BEGIN Given entries

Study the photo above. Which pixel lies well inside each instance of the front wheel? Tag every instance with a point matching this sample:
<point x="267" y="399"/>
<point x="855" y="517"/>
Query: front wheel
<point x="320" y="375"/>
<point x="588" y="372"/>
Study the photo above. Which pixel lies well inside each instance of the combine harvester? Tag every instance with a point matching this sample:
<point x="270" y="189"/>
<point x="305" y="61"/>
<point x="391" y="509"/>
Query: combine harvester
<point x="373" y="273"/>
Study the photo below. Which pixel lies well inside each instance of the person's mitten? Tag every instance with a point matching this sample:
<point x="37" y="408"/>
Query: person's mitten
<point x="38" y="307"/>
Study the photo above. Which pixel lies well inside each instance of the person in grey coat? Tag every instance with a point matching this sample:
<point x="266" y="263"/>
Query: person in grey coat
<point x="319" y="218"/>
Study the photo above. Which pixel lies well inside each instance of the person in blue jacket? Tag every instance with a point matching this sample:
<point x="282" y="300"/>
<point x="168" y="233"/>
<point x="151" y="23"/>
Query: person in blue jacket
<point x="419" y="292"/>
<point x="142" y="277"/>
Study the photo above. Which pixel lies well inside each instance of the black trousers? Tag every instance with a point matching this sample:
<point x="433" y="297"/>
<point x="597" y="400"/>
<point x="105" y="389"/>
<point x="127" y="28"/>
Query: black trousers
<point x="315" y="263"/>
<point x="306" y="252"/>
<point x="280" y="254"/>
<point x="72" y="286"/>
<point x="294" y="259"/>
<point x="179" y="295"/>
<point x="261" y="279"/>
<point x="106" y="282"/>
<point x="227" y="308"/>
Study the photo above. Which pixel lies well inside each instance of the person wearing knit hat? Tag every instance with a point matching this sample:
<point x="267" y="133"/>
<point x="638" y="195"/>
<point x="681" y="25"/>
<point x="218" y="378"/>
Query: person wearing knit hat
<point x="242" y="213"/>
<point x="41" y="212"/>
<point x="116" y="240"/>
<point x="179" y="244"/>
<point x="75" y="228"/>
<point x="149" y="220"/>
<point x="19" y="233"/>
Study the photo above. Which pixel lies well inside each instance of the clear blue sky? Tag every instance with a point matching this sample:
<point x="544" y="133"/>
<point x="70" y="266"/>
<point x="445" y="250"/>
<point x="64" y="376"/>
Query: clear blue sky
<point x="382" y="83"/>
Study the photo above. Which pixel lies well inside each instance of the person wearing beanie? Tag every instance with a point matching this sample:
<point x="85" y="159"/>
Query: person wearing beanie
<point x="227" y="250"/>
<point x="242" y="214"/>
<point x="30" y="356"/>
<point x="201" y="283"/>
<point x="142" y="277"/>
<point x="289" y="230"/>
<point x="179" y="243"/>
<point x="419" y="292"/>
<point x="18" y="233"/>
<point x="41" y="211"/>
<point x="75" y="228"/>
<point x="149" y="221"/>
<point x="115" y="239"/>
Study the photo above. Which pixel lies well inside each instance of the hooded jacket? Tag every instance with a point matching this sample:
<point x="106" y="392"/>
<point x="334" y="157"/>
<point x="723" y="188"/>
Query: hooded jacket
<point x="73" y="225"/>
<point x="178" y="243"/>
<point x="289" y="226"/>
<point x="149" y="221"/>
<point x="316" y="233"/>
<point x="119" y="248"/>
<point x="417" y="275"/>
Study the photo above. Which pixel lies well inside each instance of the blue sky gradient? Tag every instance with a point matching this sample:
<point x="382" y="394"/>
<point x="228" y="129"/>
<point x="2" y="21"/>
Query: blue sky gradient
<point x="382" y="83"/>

END Given entries

§ Written task
In the records above, locate the line that contains "person wearing beanie?". Repeat it and every line after it, exactly, and nothing else.

§ Response
Study the photo above. Which pixel lies well inside each instance of the person wearing beanie? Tag every instance with a point matching this sample:
<point x="85" y="159"/>
Query: person wearing beanie
<point x="227" y="250"/>
<point x="242" y="214"/>
<point x="30" y="356"/>
<point x="201" y="283"/>
<point x="142" y="277"/>
<point x="289" y="230"/>
<point x="179" y="243"/>
<point x="419" y="292"/>
<point x="18" y="233"/>
<point x="41" y="211"/>
<point x="75" y="228"/>
<point x="149" y="221"/>
<point x="115" y="239"/>
Study the photo above. Which pixel lies well inside each instance of the hooded jacket? Tag every instance with a point matching this sample:
<point x="106" y="392"/>
<point x="334" y="157"/>
<point x="723" y="188"/>
Query: hooded jacket
<point x="73" y="225"/>
<point x="178" y="243"/>
<point x="289" y="226"/>
<point x="149" y="221"/>
<point x="316" y="233"/>
<point x="119" y="248"/>
<point x="417" y="275"/>
Study the photo above. Which pixel lies well inside each instance of the blue sky gradient? Tag every instance with a point matching this sample:
<point x="382" y="394"/>
<point x="228" y="129"/>
<point x="2" y="21"/>
Query: blue sky gradient
<point x="382" y="83"/>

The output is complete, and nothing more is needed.